Exercise description — Below are the entries. Set down exactly the line containing "Target: jar with coin" and each line after it.

Task material —

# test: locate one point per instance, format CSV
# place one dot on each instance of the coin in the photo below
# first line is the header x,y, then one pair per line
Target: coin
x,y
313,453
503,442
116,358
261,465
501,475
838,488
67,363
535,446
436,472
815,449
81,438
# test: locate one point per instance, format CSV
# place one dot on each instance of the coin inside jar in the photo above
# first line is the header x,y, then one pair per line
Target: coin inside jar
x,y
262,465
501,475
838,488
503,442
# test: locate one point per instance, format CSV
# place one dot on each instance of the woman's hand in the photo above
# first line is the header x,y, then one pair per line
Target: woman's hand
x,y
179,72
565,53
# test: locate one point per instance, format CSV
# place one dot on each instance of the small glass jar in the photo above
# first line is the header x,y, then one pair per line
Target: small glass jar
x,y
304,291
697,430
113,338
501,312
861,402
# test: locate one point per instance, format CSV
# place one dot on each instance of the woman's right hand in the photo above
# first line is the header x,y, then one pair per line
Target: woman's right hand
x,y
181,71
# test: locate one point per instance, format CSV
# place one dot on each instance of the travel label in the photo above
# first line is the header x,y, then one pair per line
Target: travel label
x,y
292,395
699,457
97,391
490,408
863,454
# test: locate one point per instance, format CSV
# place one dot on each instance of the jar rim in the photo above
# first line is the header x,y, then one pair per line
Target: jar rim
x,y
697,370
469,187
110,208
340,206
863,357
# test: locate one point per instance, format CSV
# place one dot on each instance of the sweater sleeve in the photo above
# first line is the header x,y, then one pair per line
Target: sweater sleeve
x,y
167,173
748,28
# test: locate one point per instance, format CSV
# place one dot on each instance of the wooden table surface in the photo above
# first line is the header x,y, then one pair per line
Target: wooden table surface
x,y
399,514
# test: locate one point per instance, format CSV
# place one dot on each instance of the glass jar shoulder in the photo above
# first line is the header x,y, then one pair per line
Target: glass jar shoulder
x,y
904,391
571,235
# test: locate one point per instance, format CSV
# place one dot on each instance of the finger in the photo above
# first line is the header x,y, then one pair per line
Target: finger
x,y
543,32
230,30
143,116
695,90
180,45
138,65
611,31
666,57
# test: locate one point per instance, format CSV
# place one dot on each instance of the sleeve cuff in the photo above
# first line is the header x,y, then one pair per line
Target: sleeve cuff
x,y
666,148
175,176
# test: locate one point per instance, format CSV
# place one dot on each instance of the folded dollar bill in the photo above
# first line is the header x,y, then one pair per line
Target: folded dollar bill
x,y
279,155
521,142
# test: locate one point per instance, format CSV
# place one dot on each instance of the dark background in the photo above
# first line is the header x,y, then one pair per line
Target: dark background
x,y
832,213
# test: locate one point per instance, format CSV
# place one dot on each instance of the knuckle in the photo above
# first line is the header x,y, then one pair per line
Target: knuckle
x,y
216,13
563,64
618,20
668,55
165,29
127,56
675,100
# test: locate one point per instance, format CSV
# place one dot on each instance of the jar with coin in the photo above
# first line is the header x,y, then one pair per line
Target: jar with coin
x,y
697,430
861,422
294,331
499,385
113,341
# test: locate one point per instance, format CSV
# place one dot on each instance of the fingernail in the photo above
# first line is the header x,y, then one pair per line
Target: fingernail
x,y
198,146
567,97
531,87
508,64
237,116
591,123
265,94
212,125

Result of the task —
Target: jar with coin
x,y
697,430
861,422
294,331
499,385
113,341
# test: locate one point per instance, format CSV
# place one dot on each instance of the fingernail in the photo above
# first line is the header x,y, then one pair per line
Target: fingernail
x,y
198,146
567,97
531,87
508,64
237,116
591,123
265,94
212,125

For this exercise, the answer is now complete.